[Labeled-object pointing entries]
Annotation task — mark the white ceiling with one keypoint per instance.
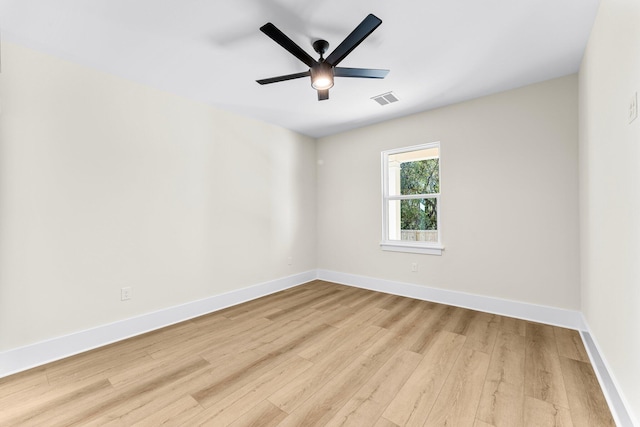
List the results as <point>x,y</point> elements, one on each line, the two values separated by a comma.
<point>439,51</point>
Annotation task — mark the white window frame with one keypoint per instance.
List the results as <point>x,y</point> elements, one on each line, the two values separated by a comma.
<point>430,248</point>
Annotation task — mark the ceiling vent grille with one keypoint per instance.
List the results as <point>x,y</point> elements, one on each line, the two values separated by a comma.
<point>385,98</point>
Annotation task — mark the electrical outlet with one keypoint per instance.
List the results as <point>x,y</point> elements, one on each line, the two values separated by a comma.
<point>125,293</point>
<point>633,107</point>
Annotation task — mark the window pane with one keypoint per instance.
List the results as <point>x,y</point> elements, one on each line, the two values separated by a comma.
<point>413,220</point>
<point>414,172</point>
<point>420,177</point>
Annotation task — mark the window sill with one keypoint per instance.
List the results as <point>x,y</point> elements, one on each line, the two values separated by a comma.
<point>411,248</point>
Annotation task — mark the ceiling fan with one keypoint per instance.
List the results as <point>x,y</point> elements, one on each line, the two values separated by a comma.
<point>324,70</point>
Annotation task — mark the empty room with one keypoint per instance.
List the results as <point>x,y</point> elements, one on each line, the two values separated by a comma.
<point>297,213</point>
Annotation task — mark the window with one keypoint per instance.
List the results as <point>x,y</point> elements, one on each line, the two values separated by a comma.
<point>411,199</point>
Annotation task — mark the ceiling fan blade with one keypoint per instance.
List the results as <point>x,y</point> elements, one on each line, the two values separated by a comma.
<point>323,94</point>
<point>367,73</point>
<point>284,78</point>
<point>362,31</point>
<point>284,41</point>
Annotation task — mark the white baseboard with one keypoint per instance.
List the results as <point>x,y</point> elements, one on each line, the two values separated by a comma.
<point>620,408</point>
<point>23,358</point>
<point>537,313</point>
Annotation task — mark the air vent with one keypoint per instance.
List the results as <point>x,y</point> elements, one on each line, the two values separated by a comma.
<point>385,98</point>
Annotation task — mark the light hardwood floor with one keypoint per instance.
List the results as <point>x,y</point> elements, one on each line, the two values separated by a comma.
<point>322,354</point>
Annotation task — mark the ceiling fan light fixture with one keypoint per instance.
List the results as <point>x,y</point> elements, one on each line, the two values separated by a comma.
<point>322,76</point>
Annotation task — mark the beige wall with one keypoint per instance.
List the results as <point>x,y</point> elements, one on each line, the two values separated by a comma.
<point>610,192</point>
<point>105,183</point>
<point>509,197</point>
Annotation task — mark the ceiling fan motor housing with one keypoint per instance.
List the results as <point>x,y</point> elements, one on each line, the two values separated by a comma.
<point>321,46</point>
<point>321,76</point>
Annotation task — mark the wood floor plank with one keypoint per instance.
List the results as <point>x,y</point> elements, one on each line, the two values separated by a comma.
<point>305,386</point>
<point>503,390</point>
<point>367,405</point>
<point>239,375</point>
<point>538,413</point>
<point>265,414</point>
<point>317,354</point>
<point>482,332</point>
<point>586,401</point>
<point>186,405</point>
<point>543,374</point>
<point>458,400</point>
<point>330,398</point>
<point>234,405</point>
<point>413,403</point>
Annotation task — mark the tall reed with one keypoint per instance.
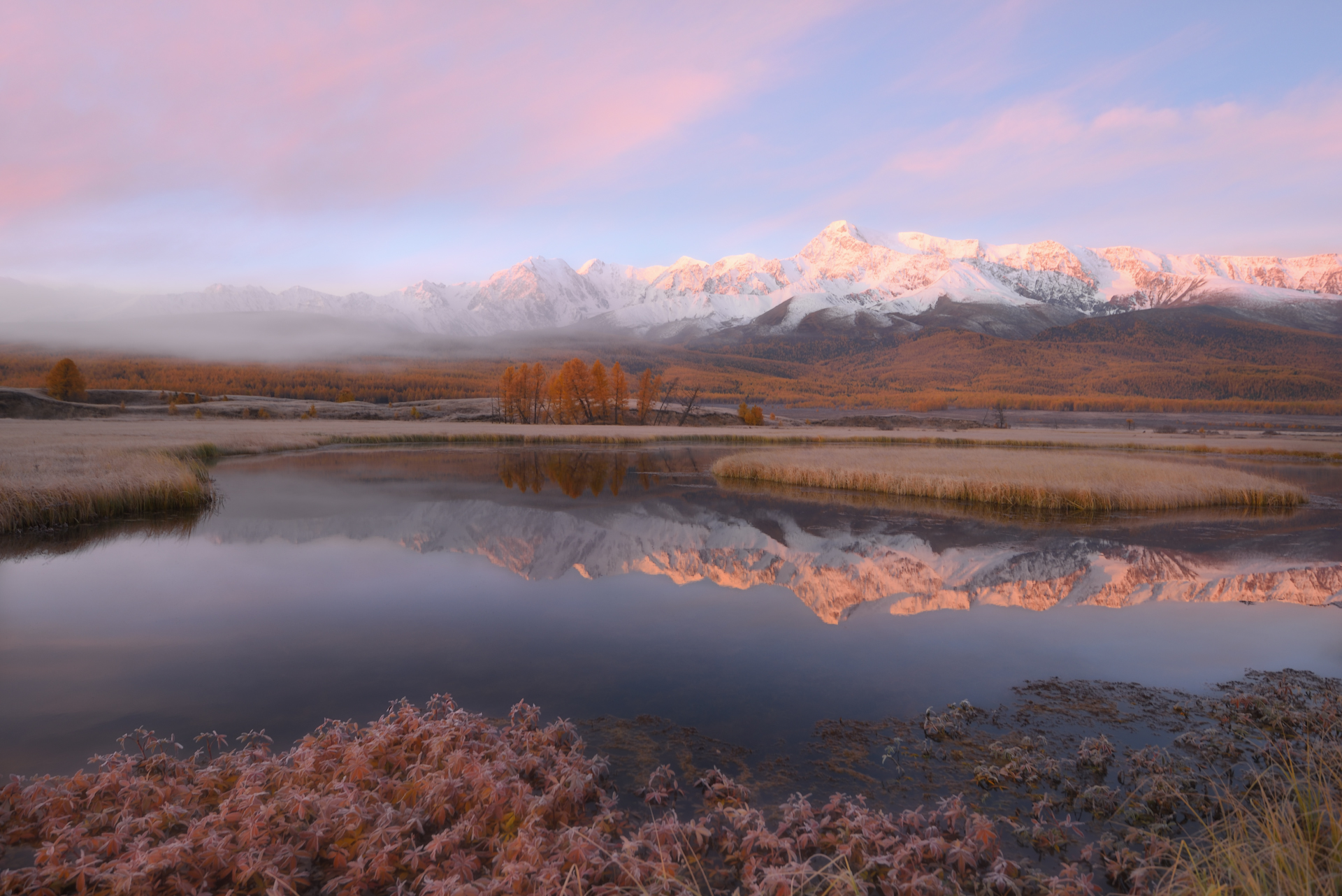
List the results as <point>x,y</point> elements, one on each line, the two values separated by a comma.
<point>81,484</point>
<point>1280,837</point>
<point>1086,482</point>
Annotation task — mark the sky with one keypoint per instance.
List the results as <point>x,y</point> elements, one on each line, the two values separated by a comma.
<point>369,145</point>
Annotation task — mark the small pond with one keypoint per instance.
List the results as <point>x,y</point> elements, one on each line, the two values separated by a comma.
<point>623,584</point>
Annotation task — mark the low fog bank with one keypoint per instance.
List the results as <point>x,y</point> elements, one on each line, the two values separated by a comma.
<point>71,319</point>
<point>281,337</point>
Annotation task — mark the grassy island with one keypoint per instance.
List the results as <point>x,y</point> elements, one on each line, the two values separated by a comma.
<point>1059,481</point>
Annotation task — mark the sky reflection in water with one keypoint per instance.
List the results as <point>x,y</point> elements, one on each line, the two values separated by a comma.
<point>332,582</point>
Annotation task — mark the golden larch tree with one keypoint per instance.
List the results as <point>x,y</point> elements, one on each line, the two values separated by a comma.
<point>65,382</point>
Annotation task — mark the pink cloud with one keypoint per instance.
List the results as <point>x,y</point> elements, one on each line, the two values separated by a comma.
<point>1253,160</point>
<point>306,103</point>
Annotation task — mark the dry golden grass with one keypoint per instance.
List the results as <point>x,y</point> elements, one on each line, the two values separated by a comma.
<point>1283,837</point>
<point>84,484</point>
<point>118,467</point>
<point>1073,481</point>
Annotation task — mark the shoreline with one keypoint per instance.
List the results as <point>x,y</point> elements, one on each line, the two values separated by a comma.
<point>103,474</point>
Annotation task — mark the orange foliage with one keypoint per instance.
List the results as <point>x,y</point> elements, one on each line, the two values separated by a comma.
<point>1121,364</point>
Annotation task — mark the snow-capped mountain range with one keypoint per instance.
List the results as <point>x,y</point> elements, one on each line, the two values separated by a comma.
<point>846,275</point>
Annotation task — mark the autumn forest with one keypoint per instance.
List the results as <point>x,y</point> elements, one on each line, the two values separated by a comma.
<point>1130,363</point>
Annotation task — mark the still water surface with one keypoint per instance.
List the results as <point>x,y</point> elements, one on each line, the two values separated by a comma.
<point>627,582</point>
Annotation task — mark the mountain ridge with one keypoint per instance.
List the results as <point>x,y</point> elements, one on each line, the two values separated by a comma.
<point>847,277</point>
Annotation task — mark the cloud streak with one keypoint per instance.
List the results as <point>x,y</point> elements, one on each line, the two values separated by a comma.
<point>359,145</point>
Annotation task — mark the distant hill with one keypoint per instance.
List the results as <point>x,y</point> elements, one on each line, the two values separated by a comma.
<point>1178,359</point>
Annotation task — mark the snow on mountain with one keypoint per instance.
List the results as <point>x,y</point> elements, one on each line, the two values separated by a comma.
<point>834,570</point>
<point>844,268</point>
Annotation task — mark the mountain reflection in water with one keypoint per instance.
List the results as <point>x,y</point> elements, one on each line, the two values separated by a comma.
<point>837,554</point>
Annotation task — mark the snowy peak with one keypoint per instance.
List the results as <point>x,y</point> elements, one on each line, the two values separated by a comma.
<point>898,277</point>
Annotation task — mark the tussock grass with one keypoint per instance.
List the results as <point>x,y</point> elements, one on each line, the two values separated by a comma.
<point>81,484</point>
<point>1280,837</point>
<point>1086,482</point>
<point>100,483</point>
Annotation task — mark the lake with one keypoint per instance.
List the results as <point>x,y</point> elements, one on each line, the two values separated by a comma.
<point>621,584</point>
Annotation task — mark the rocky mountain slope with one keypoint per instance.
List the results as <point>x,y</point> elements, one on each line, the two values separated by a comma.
<point>844,280</point>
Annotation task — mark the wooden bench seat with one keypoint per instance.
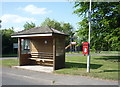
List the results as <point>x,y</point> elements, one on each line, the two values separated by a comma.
<point>42,57</point>
<point>43,60</point>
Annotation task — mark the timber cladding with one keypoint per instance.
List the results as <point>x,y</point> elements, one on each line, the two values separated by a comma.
<point>41,44</point>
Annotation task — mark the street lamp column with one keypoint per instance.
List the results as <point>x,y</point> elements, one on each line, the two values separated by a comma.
<point>88,58</point>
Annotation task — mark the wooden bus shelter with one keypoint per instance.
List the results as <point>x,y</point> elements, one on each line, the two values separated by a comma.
<point>41,46</point>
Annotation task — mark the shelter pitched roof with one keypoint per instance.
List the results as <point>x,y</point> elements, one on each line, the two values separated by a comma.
<point>39,30</point>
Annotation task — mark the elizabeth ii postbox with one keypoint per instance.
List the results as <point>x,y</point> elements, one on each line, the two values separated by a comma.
<point>85,48</point>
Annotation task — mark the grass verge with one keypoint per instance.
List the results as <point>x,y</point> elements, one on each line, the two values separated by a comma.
<point>103,67</point>
<point>92,52</point>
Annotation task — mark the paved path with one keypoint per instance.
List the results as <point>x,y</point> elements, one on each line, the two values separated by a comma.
<point>12,76</point>
<point>66,55</point>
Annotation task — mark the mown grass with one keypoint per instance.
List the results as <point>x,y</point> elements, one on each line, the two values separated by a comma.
<point>93,52</point>
<point>103,67</point>
<point>8,62</point>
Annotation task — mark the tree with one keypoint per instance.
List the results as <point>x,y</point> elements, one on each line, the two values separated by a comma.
<point>105,24</point>
<point>61,26</point>
<point>52,23</point>
<point>29,25</point>
<point>7,41</point>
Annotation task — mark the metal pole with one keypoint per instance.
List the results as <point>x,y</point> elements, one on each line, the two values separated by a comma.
<point>88,58</point>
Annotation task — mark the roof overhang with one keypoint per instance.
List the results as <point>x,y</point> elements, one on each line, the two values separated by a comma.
<point>32,35</point>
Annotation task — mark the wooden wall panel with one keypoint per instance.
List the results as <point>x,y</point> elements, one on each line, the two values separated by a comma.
<point>59,61</point>
<point>38,45</point>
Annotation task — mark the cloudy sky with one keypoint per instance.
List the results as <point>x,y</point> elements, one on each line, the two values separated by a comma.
<point>16,14</point>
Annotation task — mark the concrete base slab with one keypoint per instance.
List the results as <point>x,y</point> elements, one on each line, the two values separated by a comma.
<point>36,68</point>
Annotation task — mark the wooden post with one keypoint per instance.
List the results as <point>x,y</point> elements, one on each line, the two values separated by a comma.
<point>19,50</point>
<point>54,53</point>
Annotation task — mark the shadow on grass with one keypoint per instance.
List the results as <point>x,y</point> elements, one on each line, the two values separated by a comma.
<point>110,71</point>
<point>81,65</point>
<point>110,58</point>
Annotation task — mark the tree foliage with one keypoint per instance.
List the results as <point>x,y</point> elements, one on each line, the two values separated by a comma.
<point>29,25</point>
<point>7,41</point>
<point>105,17</point>
<point>61,26</point>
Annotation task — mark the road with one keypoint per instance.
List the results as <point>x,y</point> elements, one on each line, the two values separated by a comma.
<point>13,76</point>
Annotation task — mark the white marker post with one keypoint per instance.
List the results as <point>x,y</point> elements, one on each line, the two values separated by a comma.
<point>88,58</point>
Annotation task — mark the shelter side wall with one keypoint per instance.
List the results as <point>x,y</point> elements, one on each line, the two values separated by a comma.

- Your task:
Locate the line with "Annotation task — mark the cloudy" in the entries above; extract it and every line after it, verbatim.

- Answer:
Annotation task — mark the cloudy sky with one keypoint per instance.
List the results as <point>x,y</point> elements, one on each line, the two values separated by a comma.
<point>16,14</point>
Annotation task — mark the concrete base slab with one keypoint per instance.
List the results as <point>x,y</point> elements, one on each line, the two values separated by a comma.
<point>36,68</point>
Annotation task — mark the wooden post with one keypoint per instance.
List the results as <point>x,y</point> elements, one on each line, the two values separated by a comma.
<point>19,50</point>
<point>54,53</point>
Annotation task — mark the shadow on grass with one keypoint per instance.
List the results as <point>x,y</point> elements, one on each line, the two values separated by a comma.
<point>110,71</point>
<point>81,65</point>
<point>110,58</point>
Annotation task — mark the tree foliage with one keypoint per instance.
List the results as <point>x,y</point> elements, one on each line, the two values separated by a comma.
<point>29,25</point>
<point>7,41</point>
<point>105,17</point>
<point>61,26</point>
Annotation task — mark the road with one keypoint per instance.
List the results as <point>x,y</point> elements, one on each line, the two values separated by a comma.
<point>13,76</point>
Annotation task — mark the white marker post with one keypoint per instance.
List the results as <point>x,y</point> elements, one on each line, the two values separated by a comma.
<point>88,58</point>
Annotation task — mark the shelter side wall with one keypoint per instance.
List the results as <point>x,y</point> elements, one on each line, the two values separated by a comma.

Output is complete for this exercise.